Transcribe the records exactly from the line with "burning wood, formatted" to the end, both included.

* THE RECORDS *
####################
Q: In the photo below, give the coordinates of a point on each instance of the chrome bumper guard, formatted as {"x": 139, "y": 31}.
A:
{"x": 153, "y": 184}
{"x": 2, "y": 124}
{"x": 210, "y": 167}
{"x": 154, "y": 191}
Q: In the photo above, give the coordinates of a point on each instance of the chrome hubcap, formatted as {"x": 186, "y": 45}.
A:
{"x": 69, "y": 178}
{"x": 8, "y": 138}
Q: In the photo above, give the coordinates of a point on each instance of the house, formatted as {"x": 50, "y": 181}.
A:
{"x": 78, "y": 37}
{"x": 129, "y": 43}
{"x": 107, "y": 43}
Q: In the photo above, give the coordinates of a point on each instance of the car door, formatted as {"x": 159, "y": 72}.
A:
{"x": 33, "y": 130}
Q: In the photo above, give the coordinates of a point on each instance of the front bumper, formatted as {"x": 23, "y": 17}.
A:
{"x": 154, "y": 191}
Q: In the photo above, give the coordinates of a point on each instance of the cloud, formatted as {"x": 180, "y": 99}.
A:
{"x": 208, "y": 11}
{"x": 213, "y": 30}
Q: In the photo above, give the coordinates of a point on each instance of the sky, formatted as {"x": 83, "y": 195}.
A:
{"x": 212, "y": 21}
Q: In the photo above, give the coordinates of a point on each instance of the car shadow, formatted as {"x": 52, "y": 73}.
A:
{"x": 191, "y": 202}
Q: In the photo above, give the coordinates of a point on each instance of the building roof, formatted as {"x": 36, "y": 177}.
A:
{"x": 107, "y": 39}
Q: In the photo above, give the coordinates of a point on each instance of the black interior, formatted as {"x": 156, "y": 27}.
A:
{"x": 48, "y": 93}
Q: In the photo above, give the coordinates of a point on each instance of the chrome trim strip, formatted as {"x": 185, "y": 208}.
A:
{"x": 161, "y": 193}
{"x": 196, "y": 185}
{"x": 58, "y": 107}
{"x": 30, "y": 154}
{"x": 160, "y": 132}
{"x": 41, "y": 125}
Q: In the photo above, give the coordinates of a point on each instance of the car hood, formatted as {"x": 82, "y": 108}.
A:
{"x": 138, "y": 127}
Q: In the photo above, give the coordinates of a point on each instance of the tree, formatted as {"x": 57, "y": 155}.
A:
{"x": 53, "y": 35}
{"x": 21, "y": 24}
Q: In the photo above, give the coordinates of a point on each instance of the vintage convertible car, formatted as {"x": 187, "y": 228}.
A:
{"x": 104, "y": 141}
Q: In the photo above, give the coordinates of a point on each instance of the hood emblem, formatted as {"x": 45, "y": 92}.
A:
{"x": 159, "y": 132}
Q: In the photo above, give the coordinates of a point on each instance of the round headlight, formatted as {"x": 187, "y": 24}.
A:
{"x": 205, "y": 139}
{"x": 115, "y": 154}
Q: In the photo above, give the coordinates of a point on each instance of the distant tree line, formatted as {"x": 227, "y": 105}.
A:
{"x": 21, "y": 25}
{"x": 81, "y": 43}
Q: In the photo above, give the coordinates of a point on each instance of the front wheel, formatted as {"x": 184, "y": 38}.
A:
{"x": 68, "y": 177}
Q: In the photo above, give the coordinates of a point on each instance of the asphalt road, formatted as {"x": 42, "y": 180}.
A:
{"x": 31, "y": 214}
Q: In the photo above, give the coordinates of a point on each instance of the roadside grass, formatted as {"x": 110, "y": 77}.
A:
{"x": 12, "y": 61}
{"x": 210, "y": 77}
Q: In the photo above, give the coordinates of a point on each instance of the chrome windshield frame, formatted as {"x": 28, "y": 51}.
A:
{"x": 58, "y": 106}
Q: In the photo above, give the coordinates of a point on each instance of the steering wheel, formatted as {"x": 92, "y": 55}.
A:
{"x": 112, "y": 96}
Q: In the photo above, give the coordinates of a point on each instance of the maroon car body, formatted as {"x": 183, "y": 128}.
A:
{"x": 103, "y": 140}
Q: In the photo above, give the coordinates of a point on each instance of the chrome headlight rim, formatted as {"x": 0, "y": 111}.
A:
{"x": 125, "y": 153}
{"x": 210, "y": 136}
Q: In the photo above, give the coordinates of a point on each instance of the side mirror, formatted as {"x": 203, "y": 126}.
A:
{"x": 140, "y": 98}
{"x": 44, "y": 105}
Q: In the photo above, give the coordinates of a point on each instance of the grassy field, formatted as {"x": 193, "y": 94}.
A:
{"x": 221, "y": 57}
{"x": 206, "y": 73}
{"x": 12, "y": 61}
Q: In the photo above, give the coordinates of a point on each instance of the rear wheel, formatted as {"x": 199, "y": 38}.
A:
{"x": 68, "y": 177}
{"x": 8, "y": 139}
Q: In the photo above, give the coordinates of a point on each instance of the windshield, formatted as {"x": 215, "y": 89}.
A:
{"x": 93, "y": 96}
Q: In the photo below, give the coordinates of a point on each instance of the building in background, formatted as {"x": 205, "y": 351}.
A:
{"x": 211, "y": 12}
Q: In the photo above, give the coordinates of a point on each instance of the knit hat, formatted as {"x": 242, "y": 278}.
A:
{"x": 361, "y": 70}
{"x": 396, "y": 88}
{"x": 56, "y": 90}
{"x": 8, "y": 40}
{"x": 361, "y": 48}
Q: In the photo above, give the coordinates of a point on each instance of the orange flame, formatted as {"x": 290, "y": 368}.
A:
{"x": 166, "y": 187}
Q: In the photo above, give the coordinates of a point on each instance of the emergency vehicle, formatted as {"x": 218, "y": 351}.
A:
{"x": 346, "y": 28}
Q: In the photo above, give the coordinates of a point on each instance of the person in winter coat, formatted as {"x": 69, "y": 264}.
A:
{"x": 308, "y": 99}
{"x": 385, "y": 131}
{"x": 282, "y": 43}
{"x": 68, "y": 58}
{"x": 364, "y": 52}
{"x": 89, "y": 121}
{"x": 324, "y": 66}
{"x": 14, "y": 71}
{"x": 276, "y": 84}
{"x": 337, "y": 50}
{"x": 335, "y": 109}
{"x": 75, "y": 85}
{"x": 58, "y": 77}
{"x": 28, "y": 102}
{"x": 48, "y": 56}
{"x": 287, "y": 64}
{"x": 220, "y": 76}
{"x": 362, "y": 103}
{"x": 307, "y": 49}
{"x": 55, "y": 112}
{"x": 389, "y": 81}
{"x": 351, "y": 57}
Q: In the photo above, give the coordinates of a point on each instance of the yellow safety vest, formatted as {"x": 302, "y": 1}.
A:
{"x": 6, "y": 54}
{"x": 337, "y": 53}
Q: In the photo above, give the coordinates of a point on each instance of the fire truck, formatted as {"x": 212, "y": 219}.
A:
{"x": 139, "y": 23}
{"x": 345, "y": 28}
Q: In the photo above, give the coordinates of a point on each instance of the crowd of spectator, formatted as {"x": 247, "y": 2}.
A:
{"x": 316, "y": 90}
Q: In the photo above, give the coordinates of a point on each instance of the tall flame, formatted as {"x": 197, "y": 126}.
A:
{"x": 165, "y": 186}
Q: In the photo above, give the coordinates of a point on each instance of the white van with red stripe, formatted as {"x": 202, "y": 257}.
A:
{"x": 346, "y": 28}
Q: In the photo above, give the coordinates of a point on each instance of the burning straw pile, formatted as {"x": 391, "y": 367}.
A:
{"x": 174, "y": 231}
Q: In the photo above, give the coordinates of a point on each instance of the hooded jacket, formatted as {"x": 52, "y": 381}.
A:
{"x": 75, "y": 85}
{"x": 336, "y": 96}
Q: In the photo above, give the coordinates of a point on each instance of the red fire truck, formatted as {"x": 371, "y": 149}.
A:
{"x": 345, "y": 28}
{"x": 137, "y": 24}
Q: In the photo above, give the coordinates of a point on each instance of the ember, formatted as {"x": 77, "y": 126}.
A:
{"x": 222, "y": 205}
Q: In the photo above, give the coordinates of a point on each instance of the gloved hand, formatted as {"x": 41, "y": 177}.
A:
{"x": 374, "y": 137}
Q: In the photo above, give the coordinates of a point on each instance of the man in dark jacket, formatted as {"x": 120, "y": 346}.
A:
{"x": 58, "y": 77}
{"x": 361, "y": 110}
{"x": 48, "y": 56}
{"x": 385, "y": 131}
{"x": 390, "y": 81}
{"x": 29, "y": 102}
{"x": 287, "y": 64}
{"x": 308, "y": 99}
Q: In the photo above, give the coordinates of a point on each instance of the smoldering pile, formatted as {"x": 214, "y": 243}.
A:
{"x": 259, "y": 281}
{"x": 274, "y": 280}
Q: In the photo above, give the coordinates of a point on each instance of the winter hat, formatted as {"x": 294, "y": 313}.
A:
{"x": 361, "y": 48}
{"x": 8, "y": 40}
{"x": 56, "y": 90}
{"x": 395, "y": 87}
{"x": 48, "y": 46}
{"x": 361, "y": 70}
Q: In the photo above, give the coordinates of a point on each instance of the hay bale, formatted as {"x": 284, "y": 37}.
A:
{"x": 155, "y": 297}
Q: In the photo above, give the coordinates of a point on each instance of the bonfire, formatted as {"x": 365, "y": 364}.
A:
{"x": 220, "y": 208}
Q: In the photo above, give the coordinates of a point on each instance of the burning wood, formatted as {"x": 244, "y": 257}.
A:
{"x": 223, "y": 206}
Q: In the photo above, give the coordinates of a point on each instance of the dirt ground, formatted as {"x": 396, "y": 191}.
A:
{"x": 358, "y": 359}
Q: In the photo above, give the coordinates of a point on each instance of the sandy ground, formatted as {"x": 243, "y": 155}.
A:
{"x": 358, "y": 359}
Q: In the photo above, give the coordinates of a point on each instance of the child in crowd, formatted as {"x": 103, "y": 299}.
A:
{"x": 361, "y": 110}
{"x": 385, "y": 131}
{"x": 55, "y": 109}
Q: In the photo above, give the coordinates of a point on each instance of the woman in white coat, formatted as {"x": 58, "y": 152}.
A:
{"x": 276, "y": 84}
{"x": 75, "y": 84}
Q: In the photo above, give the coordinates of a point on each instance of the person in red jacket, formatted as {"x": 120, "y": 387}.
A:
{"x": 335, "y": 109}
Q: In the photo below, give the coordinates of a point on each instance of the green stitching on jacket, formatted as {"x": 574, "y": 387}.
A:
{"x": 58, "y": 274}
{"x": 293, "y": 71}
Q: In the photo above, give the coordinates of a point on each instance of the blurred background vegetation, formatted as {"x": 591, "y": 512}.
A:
####################
* COMPLETED TASK *
Q: In the photo above, give the coordinates of a point on each instance of the burning wood, formatted as {"x": 244, "y": 257}.
A:
{"x": 223, "y": 206}
Q: In the photo above, give the coordinates of a point on each instance of the dirt ground, formatted as {"x": 396, "y": 191}.
A:
{"x": 358, "y": 359}
Q: In the photo above, give the coordinates of a point on each instance of the sandy ground, formatted as {"x": 243, "y": 155}.
A:
{"x": 358, "y": 359}
Q: In the photo above, give the coordinates of a point on each instance of the child in crowd, formatted as {"x": 103, "y": 299}.
A:
{"x": 361, "y": 110}
{"x": 385, "y": 131}
{"x": 55, "y": 109}
Q: In the photo above, give the coordinates of a point on each instance of the woman in white coat, formatted as {"x": 58, "y": 152}.
A:
{"x": 276, "y": 84}
{"x": 75, "y": 84}
Q: In the photo above, give the coordinates of a point on each instance of the person in red jacket, formatted as {"x": 120, "y": 387}.
A:
{"x": 335, "y": 109}
Q: In the photo below, give the coordinates of a point on each instance of the green stitching on jacket, formatted as {"x": 574, "y": 387}.
A:
{"x": 58, "y": 274}
{"x": 293, "y": 71}
Q: In the photo above, give the coordinates of a point on each instance of the blurred background vegetation, formatted as {"x": 591, "y": 512}.
A:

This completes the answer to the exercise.